▶ Entries shown:
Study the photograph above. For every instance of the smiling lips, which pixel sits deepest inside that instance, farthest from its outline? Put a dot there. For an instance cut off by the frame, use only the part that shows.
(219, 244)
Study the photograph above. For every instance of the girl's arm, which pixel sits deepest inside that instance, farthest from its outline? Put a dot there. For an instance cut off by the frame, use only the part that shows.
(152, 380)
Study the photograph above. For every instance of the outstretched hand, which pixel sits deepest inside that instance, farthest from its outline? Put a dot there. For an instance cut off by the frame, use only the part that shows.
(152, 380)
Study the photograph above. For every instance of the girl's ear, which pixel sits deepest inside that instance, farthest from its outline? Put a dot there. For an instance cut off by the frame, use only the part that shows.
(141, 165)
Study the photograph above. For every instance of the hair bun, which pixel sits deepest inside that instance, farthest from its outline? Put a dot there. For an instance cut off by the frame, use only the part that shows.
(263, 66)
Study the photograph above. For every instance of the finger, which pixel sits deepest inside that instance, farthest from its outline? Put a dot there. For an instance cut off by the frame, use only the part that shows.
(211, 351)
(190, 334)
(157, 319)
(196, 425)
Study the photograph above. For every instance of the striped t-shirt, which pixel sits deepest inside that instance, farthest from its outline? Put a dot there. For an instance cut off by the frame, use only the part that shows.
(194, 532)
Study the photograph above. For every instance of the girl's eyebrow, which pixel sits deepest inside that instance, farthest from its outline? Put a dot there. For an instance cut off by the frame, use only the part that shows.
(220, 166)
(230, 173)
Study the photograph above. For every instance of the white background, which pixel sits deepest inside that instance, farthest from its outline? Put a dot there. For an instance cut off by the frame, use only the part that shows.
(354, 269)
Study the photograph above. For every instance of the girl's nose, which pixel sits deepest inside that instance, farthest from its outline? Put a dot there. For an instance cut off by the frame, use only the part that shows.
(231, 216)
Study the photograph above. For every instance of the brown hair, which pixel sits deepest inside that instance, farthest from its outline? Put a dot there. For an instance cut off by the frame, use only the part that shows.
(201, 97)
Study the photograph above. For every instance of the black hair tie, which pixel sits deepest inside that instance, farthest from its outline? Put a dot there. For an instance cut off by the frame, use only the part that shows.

--

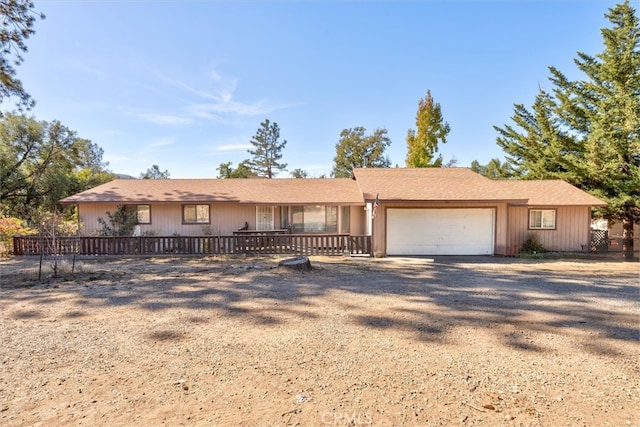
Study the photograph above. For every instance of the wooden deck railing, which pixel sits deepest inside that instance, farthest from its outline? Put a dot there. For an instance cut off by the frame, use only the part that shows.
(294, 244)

▶ About this task: What are the lines, exactly as written above, from the line with "Study the photograph above. For every instance of the striped" to the line with "Study the photograph above. For every instance of the black", both included? Output only those.

▶ Your solution:
Study the photograph above. For every instance of the striped t-shirt, which pixel sits deepest inside that instance, farthest from its outline? Put a dot there. For an instance cut off by the frame, use only the part that shows.
(194, 532)
Study the photograph above. For every instance of the girl's eyebrow, which pixel sits deepest inside that instance, farthest from its outline? Put a dot there. For an instance cut off by the frame, use only the part that shows.
(220, 166)
(230, 173)
Study the photograph above. For every instance of the white background, which pixel sits deepest inside that instance, farthest from its outline? Put a dot there. For an instance cut off by the frame, use only the part that shows.
(354, 269)
Study the photograph above. For every instance of the girl's nose, which pixel sits deepest inside that instance, farthest from its outline? Put a dot there. For an instance cut off by the frame, use only the part that shows.
(231, 216)
Study the photograph above. For every instance of the brown hair, which pixel sits deepest inside that instance, farthest from its outline? Put a dot there. For an instance cut off by the frame, use only the part that shows.
(201, 97)
Study the photograph above. For every instance of the black hair tie, which pixel sits deepest inside that instance, farthest from its outline? Put a dot there. For an instance cut off by the frame, use only the part that shows.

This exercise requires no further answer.